### [DIRECTION]
Give the number of lines in the items below that contain the string "dark", treating uppercase and lowercase as different. Reply with the number alone.

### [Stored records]

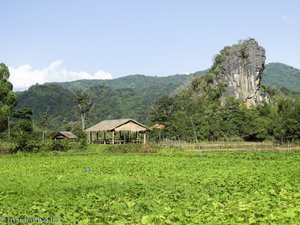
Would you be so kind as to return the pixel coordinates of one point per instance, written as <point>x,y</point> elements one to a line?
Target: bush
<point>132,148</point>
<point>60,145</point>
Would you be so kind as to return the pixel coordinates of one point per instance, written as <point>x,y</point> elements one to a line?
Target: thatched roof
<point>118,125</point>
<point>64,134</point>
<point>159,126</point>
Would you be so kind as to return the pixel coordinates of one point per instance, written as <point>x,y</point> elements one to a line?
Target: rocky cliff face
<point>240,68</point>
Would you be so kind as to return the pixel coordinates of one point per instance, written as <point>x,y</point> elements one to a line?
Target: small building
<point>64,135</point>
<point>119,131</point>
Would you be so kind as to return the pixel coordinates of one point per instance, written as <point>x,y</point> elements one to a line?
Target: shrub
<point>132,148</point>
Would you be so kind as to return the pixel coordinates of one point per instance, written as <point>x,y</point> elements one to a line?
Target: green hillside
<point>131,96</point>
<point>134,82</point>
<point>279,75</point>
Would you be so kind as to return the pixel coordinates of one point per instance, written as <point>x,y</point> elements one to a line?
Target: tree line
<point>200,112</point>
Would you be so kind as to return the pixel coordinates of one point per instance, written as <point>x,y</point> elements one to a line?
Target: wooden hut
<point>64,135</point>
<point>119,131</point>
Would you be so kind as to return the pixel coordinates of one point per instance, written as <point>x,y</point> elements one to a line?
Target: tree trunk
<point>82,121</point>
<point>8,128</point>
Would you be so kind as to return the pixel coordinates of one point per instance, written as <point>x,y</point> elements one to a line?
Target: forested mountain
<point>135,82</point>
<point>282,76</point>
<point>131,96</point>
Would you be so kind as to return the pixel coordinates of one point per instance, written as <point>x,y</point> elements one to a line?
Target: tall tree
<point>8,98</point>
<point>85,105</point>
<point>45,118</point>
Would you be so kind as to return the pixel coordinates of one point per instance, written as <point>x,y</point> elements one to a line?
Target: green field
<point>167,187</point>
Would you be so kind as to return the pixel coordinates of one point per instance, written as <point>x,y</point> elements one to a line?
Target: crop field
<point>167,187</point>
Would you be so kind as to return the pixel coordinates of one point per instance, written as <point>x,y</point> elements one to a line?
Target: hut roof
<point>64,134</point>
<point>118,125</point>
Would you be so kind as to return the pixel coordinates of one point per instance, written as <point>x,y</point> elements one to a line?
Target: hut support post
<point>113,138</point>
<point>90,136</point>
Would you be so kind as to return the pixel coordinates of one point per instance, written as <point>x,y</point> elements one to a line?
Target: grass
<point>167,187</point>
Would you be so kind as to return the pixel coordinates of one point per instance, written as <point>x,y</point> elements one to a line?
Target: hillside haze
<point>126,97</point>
--
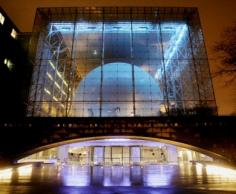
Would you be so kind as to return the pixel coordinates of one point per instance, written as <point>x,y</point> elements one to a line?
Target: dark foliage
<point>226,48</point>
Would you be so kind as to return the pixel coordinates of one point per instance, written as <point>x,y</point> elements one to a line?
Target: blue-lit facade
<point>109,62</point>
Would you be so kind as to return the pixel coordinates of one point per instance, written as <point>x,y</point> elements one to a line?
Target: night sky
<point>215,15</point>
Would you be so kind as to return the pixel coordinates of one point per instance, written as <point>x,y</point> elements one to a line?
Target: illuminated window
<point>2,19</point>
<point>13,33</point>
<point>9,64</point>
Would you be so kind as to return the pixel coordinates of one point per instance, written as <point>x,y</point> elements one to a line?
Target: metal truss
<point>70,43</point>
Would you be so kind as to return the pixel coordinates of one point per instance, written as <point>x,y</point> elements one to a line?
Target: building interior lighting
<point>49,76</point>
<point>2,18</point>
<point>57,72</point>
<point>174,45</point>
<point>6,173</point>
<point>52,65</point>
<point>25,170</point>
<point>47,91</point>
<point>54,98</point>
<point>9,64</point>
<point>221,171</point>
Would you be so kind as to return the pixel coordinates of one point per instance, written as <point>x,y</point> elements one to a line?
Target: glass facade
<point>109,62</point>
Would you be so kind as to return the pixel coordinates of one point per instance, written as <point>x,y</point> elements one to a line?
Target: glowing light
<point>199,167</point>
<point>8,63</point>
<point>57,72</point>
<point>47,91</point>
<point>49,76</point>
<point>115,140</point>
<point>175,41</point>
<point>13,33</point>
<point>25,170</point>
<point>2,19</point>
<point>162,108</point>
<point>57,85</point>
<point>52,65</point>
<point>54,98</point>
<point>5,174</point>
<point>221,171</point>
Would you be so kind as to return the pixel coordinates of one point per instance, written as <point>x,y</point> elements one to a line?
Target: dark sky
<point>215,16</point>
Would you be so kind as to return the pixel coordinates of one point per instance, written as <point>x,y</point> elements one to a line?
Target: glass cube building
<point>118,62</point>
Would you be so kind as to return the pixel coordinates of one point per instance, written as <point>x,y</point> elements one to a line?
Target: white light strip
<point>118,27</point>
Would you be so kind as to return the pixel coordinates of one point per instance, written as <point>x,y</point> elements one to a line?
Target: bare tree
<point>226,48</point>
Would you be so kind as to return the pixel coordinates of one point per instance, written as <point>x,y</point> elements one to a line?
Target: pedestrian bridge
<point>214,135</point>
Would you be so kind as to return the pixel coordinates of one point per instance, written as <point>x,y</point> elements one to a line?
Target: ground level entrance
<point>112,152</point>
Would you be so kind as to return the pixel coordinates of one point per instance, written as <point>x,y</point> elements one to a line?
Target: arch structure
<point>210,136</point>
---
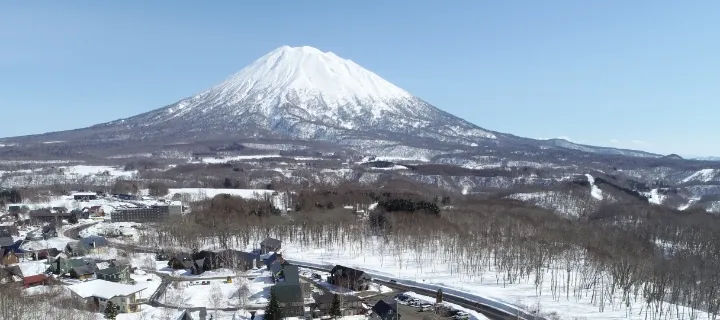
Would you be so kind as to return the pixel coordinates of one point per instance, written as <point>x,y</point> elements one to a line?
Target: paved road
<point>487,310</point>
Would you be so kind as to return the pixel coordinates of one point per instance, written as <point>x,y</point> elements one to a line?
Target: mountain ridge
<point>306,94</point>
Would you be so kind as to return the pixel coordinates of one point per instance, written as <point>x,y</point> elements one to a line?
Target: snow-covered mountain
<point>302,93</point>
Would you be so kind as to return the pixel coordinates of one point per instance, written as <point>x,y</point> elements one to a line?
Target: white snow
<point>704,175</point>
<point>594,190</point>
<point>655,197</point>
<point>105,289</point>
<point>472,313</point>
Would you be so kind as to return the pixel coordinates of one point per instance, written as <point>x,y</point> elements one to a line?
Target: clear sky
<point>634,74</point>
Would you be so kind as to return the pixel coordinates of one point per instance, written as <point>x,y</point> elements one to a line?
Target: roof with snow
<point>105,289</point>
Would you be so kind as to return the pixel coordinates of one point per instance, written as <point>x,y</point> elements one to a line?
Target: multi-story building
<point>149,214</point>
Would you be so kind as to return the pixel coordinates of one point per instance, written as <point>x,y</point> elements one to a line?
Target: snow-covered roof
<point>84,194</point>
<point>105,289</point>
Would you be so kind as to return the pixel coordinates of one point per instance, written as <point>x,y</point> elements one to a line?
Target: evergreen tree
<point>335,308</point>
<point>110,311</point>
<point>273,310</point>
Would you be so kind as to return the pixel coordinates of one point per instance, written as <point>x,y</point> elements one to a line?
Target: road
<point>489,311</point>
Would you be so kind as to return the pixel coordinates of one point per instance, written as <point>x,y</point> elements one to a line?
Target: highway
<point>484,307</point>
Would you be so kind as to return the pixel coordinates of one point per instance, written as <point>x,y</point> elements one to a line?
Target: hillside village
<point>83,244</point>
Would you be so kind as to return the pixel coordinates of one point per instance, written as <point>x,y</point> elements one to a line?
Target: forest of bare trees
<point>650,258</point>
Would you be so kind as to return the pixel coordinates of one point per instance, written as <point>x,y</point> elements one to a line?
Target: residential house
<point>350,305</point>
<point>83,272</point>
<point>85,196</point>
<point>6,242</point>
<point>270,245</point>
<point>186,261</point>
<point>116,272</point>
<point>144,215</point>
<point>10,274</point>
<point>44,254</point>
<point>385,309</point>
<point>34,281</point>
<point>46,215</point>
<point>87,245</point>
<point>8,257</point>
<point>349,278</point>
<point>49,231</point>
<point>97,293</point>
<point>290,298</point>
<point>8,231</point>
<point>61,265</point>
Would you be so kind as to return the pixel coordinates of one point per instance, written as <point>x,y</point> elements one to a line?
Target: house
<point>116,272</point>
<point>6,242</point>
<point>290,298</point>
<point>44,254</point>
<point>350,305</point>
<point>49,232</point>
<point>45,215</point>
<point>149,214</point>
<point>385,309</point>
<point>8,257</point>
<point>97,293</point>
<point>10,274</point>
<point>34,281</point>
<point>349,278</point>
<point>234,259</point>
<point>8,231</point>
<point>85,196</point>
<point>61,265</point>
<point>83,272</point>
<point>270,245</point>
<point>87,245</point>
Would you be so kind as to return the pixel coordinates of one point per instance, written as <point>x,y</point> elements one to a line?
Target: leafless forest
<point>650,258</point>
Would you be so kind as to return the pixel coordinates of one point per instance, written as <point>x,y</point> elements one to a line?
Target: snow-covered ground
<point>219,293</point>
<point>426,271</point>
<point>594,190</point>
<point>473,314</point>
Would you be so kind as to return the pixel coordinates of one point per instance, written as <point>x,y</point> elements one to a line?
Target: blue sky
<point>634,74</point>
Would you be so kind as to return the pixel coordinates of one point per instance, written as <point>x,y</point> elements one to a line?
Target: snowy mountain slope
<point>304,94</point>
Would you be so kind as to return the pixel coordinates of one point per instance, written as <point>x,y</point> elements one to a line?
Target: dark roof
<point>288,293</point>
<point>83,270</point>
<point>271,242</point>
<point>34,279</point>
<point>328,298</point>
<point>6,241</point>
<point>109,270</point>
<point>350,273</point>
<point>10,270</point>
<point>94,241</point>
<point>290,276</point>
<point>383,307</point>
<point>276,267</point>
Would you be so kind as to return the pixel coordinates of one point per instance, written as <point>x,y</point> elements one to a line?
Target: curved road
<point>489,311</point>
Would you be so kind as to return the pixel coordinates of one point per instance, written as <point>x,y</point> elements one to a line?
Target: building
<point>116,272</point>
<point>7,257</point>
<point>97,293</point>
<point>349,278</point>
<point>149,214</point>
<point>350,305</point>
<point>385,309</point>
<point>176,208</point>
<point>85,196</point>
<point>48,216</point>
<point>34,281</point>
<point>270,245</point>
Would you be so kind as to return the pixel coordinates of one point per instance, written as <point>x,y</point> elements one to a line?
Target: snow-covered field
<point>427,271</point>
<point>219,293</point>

### [TASK RESULT]
3